PROBLEM TO SOLVE
Convert the material below into a two-column CSV with the columns input and output. Give one row per entry, with its text in one quoted field and its answer in the other, line breaks turned into spaces, and leave the pictures out.

RECORDS TO USE

· · ·

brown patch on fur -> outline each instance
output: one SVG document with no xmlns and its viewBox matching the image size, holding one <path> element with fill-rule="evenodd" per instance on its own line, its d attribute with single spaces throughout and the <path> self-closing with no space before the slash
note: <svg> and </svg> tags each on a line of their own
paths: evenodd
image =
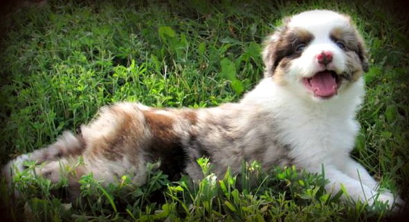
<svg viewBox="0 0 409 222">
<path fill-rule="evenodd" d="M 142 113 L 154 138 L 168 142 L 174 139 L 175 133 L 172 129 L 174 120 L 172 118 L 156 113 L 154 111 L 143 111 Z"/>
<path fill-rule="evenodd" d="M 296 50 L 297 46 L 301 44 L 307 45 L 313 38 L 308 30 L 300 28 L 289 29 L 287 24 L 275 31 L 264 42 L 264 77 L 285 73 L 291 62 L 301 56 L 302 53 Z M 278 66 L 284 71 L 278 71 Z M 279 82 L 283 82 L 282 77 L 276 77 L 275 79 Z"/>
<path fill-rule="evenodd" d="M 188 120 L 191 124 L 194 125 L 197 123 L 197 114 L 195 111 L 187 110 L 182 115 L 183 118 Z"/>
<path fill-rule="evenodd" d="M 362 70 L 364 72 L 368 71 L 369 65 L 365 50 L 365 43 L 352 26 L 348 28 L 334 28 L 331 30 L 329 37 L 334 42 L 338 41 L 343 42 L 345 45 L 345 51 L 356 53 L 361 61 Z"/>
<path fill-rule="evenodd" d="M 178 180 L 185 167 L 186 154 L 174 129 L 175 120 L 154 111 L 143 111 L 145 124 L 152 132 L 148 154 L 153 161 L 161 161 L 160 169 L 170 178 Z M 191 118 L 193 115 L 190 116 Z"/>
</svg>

· · ·

TASK SOLUTION
input,output
"brown patch on fur -> outline each instance output: one SVG document with no xmlns and its viewBox matching the image size, holding one <path> element with fill-rule=""evenodd"" per instance on its own line, its d attribute with single spaces throughout and the <path> self-closing with no space before the slash note: <svg> and </svg> tags each on a line of their own paths: evenodd image =","<svg viewBox=""0 0 409 222""> <path fill-rule=""evenodd"" d=""M 142 113 L 154 138 L 168 142 L 174 139 L 175 133 L 172 129 L 174 120 L 172 118 L 156 113 L 154 111 L 143 111 Z""/> <path fill-rule=""evenodd"" d=""M 296 50 L 297 46 L 301 44 L 307 45 L 313 38 L 308 30 L 300 28 L 289 29 L 287 24 L 275 31 L 264 42 L 264 77 L 285 73 L 291 62 L 301 56 L 302 53 Z M 278 66 L 284 71 L 278 71 Z M 279 82 L 283 82 L 282 77 L 276 77 L 275 79 Z""/> <path fill-rule=""evenodd"" d=""M 188 120 L 191 124 L 194 125 L 197 123 L 197 114 L 195 111 L 187 110 L 182 115 L 183 118 Z""/> <path fill-rule=""evenodd"" d=""M 362 70 L 364 72 L 368 71 L 369 65 L 365 50 L 365 43 L 352 26 L 348 28 L 334 28 L 331 30 L 329 37 L 334 42 L 338 41 L 343 42 L 345 45 L 345 51 L 356 53 L 361 61 Z""/> <path fill-rule=""evenodd"" d=""M 178 180 L 185 167 L 186 154 L 174 129 L 175 120 L 154 111 L 143 111 L 145 124 L 152 132 L 148 154 L 153 161 L 161 161 L 160 169 L 170 178 Z M 191 118 L 193 115 L 190 116 Z""/> </svg>"